Source ::
>> begin

Question

What are the global and local extrema of `f(x)=x^2 -2x +3` ?

Answer 1

`f(x)` has a single local minimum in `x=1` that is also its global minimum and no global or local maximum.

Explanation:

Determine the critical points of the function, by solving the equation:

`f'(x) = 0`

`2x-2 = 0`

`x=1`

Evaluate the second derivative in this point:

`f''(x) =2`

`f''(1) = 2 > 0`

As the second derivative is positive this critical point is a local minimum, and the value of the function at the minimum is:

`f(1) = 1-2+3= 2`

Now consider the function:

`g(x) = f(x) -2`

`g(x) = x^2-2x+3-2`

`g(x) = x^2-2x+1`

this is a perfect square:

`g(x) = (x-1)^2`

It follows that for `x != 1`

`g(x) > 0`

and then:

`f(x) > 2`

which means that in `x=1` the function has an absolute minimum.

On the other hand:

`lim_(x->+-oo) f(x) = +oo`

so the function is not bounded and can have no absolute maximum.

We can conclude that `f(x)` has a single local minimum in `x=1` that is also its absolute minimum and no maximum.

graph{x^2-2x+3 [-8.375, 11.625, 0.48, 10.48]}

>> end

Work to complete ::
In the worked solution on the extrema of f(x), list every equation that starts with "g(x) =". The material after this text is separate from it.

Supplied data ::
>> begin

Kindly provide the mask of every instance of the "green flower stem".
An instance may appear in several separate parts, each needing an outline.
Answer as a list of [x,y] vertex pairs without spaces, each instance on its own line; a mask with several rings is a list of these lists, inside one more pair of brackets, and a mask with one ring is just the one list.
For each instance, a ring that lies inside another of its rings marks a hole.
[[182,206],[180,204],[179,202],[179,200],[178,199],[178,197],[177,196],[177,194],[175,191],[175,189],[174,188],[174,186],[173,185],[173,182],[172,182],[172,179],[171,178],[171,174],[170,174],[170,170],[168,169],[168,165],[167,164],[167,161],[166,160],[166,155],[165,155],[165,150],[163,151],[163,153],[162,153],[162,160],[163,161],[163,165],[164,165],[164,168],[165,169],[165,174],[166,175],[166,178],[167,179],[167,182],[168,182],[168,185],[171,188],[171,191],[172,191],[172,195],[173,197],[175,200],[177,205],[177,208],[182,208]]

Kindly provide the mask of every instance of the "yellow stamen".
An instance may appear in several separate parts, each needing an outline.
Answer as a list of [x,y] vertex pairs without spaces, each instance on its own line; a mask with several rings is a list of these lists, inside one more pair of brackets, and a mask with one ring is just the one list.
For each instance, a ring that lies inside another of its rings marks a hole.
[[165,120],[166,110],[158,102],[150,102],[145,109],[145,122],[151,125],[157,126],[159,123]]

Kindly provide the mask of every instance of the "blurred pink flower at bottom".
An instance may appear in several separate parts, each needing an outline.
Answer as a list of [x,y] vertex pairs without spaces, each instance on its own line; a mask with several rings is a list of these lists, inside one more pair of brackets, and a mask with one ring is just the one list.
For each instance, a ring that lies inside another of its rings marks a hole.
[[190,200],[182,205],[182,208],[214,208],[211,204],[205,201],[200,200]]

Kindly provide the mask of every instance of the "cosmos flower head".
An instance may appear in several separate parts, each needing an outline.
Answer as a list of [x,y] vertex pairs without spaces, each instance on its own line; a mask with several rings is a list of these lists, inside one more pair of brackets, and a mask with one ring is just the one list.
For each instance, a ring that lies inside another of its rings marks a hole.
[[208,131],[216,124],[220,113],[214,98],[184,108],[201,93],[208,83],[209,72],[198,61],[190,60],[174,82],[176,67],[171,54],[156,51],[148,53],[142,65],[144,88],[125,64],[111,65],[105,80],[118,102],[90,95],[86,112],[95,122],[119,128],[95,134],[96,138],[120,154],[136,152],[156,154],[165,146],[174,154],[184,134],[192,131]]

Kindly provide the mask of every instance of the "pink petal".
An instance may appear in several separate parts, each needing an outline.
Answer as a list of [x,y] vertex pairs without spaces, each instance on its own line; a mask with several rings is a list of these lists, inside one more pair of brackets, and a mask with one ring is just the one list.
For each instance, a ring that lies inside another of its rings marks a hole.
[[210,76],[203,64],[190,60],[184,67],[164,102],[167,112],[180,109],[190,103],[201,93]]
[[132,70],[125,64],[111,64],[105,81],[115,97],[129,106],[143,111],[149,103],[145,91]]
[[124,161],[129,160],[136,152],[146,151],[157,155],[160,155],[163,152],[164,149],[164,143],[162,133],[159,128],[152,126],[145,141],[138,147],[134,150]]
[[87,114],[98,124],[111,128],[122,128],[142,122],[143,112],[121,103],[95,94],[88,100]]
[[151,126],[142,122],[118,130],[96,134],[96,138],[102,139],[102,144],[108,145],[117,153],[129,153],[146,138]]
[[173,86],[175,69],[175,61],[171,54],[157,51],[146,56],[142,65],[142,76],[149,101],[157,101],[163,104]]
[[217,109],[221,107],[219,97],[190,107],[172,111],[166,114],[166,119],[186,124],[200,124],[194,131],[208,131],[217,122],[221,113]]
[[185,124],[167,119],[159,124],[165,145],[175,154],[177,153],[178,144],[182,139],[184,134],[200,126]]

>> end

Right answer ::
- g(x) = f(x) -2
- g(x) = x^2-2x+3-2
- g(x) = x^2-2x+1
- g(x) = (x-1)^2